§ **THE PROBLEM**: Nothing in the data may be altered as it is transcribed.

§ **DATA**:
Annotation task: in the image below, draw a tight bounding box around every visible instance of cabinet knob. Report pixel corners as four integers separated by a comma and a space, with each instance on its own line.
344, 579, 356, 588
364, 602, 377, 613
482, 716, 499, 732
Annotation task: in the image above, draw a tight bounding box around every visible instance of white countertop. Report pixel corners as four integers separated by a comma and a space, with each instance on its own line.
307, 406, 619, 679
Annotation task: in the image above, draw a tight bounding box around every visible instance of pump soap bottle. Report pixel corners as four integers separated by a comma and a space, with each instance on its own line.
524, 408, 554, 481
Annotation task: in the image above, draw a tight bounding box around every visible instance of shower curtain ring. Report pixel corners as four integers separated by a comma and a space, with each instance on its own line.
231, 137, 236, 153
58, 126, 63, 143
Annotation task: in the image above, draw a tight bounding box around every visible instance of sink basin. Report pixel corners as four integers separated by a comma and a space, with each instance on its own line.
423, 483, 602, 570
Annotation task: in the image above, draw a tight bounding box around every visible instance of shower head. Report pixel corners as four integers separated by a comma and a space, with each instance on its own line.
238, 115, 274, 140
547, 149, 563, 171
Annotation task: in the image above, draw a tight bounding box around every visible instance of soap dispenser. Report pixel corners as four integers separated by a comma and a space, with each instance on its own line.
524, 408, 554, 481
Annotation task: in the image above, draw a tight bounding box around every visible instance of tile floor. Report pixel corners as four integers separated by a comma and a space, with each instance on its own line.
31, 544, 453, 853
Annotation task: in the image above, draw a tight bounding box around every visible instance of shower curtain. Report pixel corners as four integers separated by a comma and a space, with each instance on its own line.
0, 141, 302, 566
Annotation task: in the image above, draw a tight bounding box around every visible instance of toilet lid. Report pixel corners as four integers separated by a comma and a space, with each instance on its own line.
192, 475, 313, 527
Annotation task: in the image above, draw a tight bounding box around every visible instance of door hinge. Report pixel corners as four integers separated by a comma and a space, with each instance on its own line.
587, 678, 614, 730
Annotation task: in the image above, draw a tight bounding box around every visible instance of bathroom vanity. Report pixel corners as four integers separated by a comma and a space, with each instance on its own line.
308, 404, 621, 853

§ **TASK SOLUTION**:
Annotation task: in the image below, draw a tight bounding box around every visible instance of cabinet knob. Report pixel corners as four integers separated by a comma and a space, with each instance on its own line.
344, 579, 356, 588
364, 602, 377, 613
482, 716, 499, 732
Annotation task: in the image above, draw a tight bounding box around every visible instance of white countertop. Report pixel corners as four integers separated by a comma and a space, with each instance on its own line.
307, 406, 619, 679
Annotation task: in the image above, draw a tight bounding box around every visible instance of pump soap bottle. Report pixel corners as four integers separated by a comma and a space, with each instance on its own line.
524, 408, 554, 481
Annotation task: in the image above, draw a tight bounding box around every visible instance of shower curtain ring. Report pixel corners as four integers separated by a comma and a space, with each instance on its own line.
231, 137, 236, 153
58, 126, 63, 143
Annotation task: in the image above, draw a tight bounding box around every visible instance of sink basin. Report pixel corners as four integers separated by a comma and a space, with each instance on its own line.
423, 483, 602, 570
Annotation task: in the image above, draw a tight bounding box around every visible instance of shower head. Report pixel corners as four integers separated by a comma and a space, with each instance on its own line.
238, 115, 274, 140
547, 149, 563, 171
Annotation task: in the image above, draw a tight bounding box around every visible instance of soap dispenser. Report pixel corners as four integers separated by a comma and a space, with each instance on its own line.
524, 408, 554, 481
Annotation task: in the image above, draw a tight bounding box around every visible instance of tile floor. Report pixel corners as four integers separated by a comma and a space, with each instance on its own line.
31, 544, 453, 853
Annotation task: in the image above, draw a tight bounding box around every visible instance of shower curtain. Report pixel corners as four integers separated by a comma and a space, with each instance on its own line.
0, 141, 302, 566
Annotation task: in the image above, draw a tight bounding box around every visible instance of toilet lid. Report pixel corners as four integers separated by a comma and a space, with each instance on its own line.
192, 475, 313, 527
Annotation task: in the image above, draw a tight bounding box around every visible instance of door hinge. Report pixel corners as four integers separated by a comma and a space, with each instance on its own line.
587, 678, 614, 730
Annotation task: in the image above, draw a tight bounding box around every visible instance of bathroom vanity. Report pixel corners as four integers separated by a comma and a space, with each instance on its own line.
308, 404, 621, 853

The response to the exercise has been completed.